## Text extract
---+---

Telescope: Isaac Newton Telescope (1967/1984)

The Isaac Newton Telescope, November 1967. Ministry of Works photo G12042/1, Humphry Smith Photographic Archive

In the mid twentieth century, the British Government agreed to fund the Isaac Newton Telescope for use by the whole of the British astronomical community. Although operated by the Royal Greenwich Observatory and installed in its grounds at Herstmonceux, it was not however owned by the Observatory. It was later re-located to the Canary Islands, where it remains operational today.

For most people, the name of Isaac Newton conjures up visions of a great scientist. For the Royal Observatory, the name has often been associated with trouble. So it was when Flamsteed fell foul of Newton in the early days of the Observatory, and so it was again, when the tercentenary of his birth came to be celebrated in the 1940s. The legacy of those celebrations was the 98-inch Isaac Newton Telescope (INT).

Other things being equal, the tercentenary celebrations should have taken place in 1942. The war caused their postponement and they eventually commenced on 15 July 1946. At the end of the war, a proposal emerged via both the Royal Society and the Royal Astronomical Society for a large reflecting telescope for the use of all British Astronomers. A suggestion that the proposal should be linked with the forthcoming tercentenary celebrations of Newton – the man who had built the first reflecting telescope – fell on receptive ears. On the first day of the celebrations, it was announced that the Chancellor of the Exchequer had agreed to ask Parliament to vote funds for an observatory with a 100-inch telescope to be known as the Isaac Newton Telescope.

An independent Management Board was set up. Chaired by the Astronomer Royal, it met for the first time in July 1947. The site chosen for the telescope was the Royal Observatory at Herstmonceux – it had after all only recently been chosen as the best available site in England for the Royal Observatory itself, and half the funding was in any case to come from the Admiralty. In 1949, a gift of a 98-inch mirror blank that had been cast in 1936 was received from the Trustees of the McGregor Fund in America. It arrived at the Surrey Docks on 8 August that year and was transported to the Observatory’s Greenwich site where it was unloaded.

The 98-inch mirror blank undergoing inspection at the Grubb Parsons works in 1951. Note the figure standing behind the disc as well as the reflection of the person who is touching it from the front. From an unidentified news article

Progress on the project was slow, and faltering – partly because the promised funding was only released in tiny dribs and drabs, and partly because the telescope was being designed by committee without a properly designated project leader.

---+---

## Provided information
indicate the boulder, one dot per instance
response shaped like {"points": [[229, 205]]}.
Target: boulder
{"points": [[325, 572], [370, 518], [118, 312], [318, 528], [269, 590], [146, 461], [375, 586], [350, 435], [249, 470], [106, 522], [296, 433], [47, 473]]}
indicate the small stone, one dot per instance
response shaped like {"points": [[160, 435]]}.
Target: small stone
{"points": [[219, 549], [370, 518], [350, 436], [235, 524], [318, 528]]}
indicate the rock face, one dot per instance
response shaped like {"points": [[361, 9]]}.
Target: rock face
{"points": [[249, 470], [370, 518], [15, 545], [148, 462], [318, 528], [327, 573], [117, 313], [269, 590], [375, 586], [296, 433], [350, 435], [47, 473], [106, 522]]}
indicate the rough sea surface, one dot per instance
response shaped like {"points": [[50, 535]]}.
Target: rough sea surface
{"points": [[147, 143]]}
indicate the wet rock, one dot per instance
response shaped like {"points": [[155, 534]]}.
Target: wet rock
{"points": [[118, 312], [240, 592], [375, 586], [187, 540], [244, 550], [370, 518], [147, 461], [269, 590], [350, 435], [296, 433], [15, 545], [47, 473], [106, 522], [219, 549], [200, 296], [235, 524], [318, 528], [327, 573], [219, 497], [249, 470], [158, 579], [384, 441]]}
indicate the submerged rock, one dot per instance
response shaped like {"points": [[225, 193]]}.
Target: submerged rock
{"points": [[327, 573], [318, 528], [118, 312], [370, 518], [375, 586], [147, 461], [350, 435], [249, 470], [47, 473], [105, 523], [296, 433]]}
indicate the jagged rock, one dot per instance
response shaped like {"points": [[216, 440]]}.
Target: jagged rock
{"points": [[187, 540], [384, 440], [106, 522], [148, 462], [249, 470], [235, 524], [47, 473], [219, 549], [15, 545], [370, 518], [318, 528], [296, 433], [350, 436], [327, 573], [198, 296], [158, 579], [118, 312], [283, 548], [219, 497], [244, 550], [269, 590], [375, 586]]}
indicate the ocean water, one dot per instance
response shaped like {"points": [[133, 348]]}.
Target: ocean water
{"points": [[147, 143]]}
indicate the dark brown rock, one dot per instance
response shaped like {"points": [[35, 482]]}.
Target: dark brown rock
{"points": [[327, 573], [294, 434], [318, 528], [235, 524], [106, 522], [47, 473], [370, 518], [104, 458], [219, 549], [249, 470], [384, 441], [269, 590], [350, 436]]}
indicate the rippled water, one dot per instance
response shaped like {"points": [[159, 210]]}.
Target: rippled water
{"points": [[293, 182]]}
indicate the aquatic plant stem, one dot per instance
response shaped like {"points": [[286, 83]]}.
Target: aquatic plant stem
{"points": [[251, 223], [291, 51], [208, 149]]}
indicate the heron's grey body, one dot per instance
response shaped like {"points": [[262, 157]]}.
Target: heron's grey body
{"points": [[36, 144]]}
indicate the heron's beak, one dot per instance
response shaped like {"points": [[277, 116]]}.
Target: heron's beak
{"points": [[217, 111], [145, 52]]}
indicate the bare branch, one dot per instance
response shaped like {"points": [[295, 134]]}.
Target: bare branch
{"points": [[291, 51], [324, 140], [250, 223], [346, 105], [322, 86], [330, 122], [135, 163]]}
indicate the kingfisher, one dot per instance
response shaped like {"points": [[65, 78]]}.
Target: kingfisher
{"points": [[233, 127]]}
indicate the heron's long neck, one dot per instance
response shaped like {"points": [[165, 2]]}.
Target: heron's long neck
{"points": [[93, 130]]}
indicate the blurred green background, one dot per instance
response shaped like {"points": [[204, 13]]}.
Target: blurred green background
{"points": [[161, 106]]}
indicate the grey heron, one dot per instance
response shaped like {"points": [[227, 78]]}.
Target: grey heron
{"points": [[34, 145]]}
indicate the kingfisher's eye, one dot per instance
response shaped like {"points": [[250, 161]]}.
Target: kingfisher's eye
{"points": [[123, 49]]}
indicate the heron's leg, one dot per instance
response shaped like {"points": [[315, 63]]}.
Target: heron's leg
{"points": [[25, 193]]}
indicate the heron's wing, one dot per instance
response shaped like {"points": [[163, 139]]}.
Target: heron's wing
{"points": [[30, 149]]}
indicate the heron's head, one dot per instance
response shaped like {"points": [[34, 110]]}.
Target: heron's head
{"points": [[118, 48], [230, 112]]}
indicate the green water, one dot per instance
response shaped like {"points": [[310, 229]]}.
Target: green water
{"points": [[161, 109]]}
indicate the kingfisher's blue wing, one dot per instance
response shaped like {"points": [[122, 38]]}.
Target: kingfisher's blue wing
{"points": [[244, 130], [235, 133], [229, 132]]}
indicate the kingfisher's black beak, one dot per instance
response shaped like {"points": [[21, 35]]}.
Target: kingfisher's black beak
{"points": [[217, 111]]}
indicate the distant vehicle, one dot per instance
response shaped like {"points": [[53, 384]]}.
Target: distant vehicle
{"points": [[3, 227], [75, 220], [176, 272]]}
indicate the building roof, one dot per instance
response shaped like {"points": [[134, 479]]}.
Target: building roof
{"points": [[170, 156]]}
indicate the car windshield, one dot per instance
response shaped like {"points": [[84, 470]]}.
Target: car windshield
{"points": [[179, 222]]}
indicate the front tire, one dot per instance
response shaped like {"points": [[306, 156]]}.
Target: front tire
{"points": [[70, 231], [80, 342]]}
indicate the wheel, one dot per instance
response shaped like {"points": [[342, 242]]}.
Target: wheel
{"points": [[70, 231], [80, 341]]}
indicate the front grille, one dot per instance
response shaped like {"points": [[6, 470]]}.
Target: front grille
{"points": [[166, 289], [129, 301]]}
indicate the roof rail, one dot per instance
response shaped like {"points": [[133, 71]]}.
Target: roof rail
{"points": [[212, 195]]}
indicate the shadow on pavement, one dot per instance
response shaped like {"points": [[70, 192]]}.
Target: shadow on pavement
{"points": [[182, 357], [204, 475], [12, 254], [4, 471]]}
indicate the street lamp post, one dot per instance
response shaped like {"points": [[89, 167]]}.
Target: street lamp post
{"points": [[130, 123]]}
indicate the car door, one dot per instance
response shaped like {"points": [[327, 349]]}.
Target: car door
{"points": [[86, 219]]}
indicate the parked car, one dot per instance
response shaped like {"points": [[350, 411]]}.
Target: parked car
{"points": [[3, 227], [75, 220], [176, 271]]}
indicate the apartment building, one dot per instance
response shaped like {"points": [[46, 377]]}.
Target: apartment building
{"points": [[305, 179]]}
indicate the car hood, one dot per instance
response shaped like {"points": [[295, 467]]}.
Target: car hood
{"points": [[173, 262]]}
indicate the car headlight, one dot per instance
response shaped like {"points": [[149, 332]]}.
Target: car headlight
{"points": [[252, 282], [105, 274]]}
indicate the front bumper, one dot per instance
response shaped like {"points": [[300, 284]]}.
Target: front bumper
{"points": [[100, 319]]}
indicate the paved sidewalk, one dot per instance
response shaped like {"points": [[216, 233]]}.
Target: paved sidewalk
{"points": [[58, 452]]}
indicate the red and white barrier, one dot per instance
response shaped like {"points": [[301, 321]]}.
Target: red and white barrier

---+---

## What is asked
Write out the passage of the Isaac Newton Telescope text verbatim, from "In the mid twentieth" up to and including "remains operational today.". The records stand apart from the Isaac Newton Telescope text and are not connected to it.

## Task output
In the mid twentieth century, the British Government agreed to fund the Isaac Newton Telescope for use by the whole of the British astronomical community. Although operated by the Royal Greenwich Observatory and installed in its grounds at Herstmonceux, it was not however owned by the Observatory. It was later re-located to the Canary Islands, where it remains operational today.